◆ DIRECTIONS
A line-by-line copy of the material below is required.

------ EXTRACTED DATA

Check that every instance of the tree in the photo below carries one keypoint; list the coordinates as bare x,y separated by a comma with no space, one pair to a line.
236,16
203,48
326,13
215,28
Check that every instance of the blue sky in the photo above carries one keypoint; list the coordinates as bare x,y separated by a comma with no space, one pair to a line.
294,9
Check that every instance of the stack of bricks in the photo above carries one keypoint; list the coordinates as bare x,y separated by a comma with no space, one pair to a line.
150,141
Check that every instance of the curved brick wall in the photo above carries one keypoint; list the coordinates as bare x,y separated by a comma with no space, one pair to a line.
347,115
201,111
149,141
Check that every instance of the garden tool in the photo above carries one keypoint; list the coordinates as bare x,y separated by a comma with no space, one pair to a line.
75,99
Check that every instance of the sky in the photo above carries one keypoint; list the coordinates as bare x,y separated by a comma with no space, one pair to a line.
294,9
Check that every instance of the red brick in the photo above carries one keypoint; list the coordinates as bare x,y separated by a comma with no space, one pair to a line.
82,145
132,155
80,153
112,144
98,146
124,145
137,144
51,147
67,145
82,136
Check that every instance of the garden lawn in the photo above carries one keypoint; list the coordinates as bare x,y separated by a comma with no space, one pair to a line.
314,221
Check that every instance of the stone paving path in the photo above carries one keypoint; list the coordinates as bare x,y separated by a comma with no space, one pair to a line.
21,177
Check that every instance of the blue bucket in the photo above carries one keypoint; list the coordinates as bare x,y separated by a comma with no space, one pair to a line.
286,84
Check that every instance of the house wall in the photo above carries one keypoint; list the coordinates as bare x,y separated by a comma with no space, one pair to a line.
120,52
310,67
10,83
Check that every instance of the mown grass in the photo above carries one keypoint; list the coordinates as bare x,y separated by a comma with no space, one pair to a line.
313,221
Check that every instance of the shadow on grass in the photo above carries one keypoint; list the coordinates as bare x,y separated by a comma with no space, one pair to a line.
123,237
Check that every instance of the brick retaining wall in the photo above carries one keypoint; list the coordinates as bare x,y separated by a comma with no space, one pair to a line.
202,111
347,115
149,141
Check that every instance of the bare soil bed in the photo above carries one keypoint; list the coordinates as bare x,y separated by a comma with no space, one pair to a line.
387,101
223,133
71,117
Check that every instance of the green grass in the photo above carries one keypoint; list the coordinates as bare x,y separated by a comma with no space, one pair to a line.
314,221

------------

◆ ANSWER BELOW
Check that every instance of the tree in the photo below carries one keypoint; list the coordinates as bare x,y separated by a comma with no space, one pair to a line.
236,16
203,48
326,13
215,28
Check that every instance of the blue sky in the photo above carries one keypoint; list the coordinates as bare x,y separated by a comma with no space, one pair to a line.
294,9
Check that every instance of the stack of bricks in the photo above carries one keypoint; list the coordinates as bare x,y separated by a comma with no space, one pair to a line.
150,141
Check that every instance of the curved brick wall in the photo above carries one keypoint; list the coordinates as bare x,y separated by a comma with no space, one pair to a line.
347,115
201,111
149,141
Check that every instance of the garden tool in the photo above carries one keypoint; list the coordinates as bare x,y separated by a comma with no space, one pair to a line.
75,99
Check that every instance of the sky in the photo above carries one keypoint; list the coordinates as bare x,y separated by a comma with no space, one pair to a line.
294,9
Check that every instance of the red brick in the photo above carries one keypoint; list the coordinates as bare x,y separated by a comma with no space, one pair to a line.
82,145
132,155
80,153
112,144
98,146
124,145
137,144
51,147
67,145
82,136
Check that every instance of the garden lawn in the photo above carries one keypoint; list the coordinates as bare x,y separated by a comma with no space, one pair to a line.
314,221
Check that every instance of the stone paving path in the photo above carries one keypoint; list the coordinates as bare x,y separated by a comma with no space, one pair to a line.
21,177
Check that every instance of the blue bucket in the photo above carries one keypoint; list the coordinates as bare x,y separated by a comma with no space, one pair to a line.
286,84
Check that every instance of the house wall in the photo above carries one keypoint; list the coordinates as bare x,y separated by a comma with no space, one pair to a line.
120,52
310,67
10,83
Check that every instance of the mown grass in the photo above carries one keypoint; list the coordinates as bare x,y separated by a comma with no space, one pair to a line.
313,221
Check that every instance of the shadow on grass in the photo above carries one keypoint; list the coordinates as bare x,y separated by a comma with no space, one pair to a line.
123,237
Check that every instance of the brick retaining wall in the photo above carries one keypoint; list the coordinates as bare x,y separated by a comma with no space, one pair to a line.
202,111
347,115
149,141
Check that every instance of the bare soil bed in the photo above carries one keypoint; list the coordinates as bare x,y separated by a comma with no space, one pair to a line.
387,101
223,133
71,117
Check that every instance of the green grass in the photo above carries one keypoint; list the coordinates as bare x,y separated by a comma with no space, one pair to a line.
314,221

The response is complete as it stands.